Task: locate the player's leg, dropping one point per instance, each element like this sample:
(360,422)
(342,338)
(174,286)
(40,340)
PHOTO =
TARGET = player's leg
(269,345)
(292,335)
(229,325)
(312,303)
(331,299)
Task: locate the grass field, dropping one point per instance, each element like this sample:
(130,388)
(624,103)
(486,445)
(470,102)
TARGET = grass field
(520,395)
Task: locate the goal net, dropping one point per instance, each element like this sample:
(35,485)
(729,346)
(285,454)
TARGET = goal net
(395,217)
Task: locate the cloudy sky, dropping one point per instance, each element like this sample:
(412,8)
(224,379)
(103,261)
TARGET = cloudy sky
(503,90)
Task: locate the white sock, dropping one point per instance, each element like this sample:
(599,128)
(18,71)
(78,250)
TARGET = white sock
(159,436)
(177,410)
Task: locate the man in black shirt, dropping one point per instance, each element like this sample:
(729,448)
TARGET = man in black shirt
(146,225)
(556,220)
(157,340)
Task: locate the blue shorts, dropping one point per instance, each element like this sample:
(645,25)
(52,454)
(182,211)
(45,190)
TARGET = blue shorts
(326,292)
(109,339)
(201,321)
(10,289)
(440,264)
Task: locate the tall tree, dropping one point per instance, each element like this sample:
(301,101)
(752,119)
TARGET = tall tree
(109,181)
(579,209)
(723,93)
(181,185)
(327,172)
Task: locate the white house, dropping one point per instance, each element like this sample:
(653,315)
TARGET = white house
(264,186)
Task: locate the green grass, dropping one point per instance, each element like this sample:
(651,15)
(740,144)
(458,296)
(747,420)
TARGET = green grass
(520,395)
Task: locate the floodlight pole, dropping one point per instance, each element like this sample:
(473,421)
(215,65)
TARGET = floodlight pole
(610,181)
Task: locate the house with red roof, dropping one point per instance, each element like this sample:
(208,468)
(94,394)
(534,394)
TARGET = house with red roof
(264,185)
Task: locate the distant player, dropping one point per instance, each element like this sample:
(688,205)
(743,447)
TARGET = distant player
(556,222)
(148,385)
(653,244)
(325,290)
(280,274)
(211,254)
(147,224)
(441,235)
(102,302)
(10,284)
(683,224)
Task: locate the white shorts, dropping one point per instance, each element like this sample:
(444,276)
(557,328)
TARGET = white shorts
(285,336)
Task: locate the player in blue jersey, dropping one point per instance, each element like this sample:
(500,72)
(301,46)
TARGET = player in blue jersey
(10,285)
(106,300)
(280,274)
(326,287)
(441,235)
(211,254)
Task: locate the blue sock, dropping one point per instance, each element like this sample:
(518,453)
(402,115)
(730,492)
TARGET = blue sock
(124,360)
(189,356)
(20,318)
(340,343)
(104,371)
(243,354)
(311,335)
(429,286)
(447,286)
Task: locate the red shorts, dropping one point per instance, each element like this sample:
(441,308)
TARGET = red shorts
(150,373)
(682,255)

----

§ **Exercise**
Repeat the entire listing above without changing a word.

§ **Answer to this problem**
Task: locate the player's leg, dropping one point per instance, each element like this sample:
(360,422)
(342,338)
(174,286)
(40,340)
PHOTO =
TARGET = player's leg
(269,345)
(292,335)
(229,325)
(312,303)
(331,299)
Task: locate the grass field, dropping one point per instance, each element like this sample:
(130,388)
(624,103)
(486,445)
(470,102)
TARGET = grass field
(520,395)
Task: locate the goal net, dropping one point per instance, each element like this sample:
(35,485)
(729,346)
(285,454)
TARGET = goal net
(395,217)
Task: locate the cloudy sky, dropping one point per instance, each element like this sample:
(412,8)
(224,379)
(103,261)
TARGET = cloudy sky
(503,90)
Task: locate the white sock, dropping one point per instance, each element like this sample:
(599,128)
(18,71)
(78,250)
TARGET = white sock
(159,436)
(177,410)
Task: locate the man in black shirt, dropping one point per instance, each element like this sample:
(729,448)
TARGET = man in black shirt
(146,225)
(556,220)
(157,340)
Task: locate the blue shorts, dropping one point per instance, each element like this sample:
(645,25)
(52,454)
(182,211)
(45,190)
TARGET = blue shorts
(326,292)
(109,339)
(201,321)
(10,289)
(440,264)
Task: locate the tall tree, dropping one point per instance, each element like this sample:
(301,101)
(752,119)
TARGET = tall tree
(109,181)
(579,209)
(723,93)
(181,185)
(327,172)
Task: locate the white house, dropping one point per instance, each element like this sample:
(653,315)
TARGET = white house
(264,186)
Task: locate the green grass, dropping one point per instance, each element like this sample:
(651,15)
(740,144)
(458,296)
(747,420)
TARGET = green grass
(520,395)
Task: locate the floodlight pole, dropping one point per instance, each element like this sample:
(473,421)
(215,65)
TARGET = floodlight pole
(610,181)
Task: locate the house with red roof, dropping one point per instance, each element like this sample:
(208,468)
(94,394)
(534,394)
TARGET = house with red roof
(264,185)
Task: locate the distant player, dropping one point per instance, each element like this sample:
(688,205)
(743,447)
TARGET = distant player
(556,222)
(148,385)
(653,244)
(325,290)
(280,274)
(211,254)
(147,224)
(441,235)
(102,302)
(10,284)
(683,224)
Task: locate the white shorts, dropping one point per instance, each element like this sample:
(444,276)
(557,328)
TARGET = white shorts
(285,336)
Task: locate the player in blue jersey, dropping one point per instance, each element like this sample:
(500,72)
(301,46)
TARGET = player in blue jersey
(10,285)
(106,300)
(280,274)
(326,287)
(441,235)
(211,254)
Task: locate the blue sock, dropping one point per instance, each element like this sample:
(518,453)
(402,115)
(730,492)
TARGET = blue sock
(124,360)
(189,356)
(20,318)
(340,343)
(104,371)
(243,354)
(311,335)
(429,286)
(447,286)
Task: locate the red shorts, dropping one point per instance, each element like this sample:
(441,308)
TARGET = red shorts
(150,373)
(682,255)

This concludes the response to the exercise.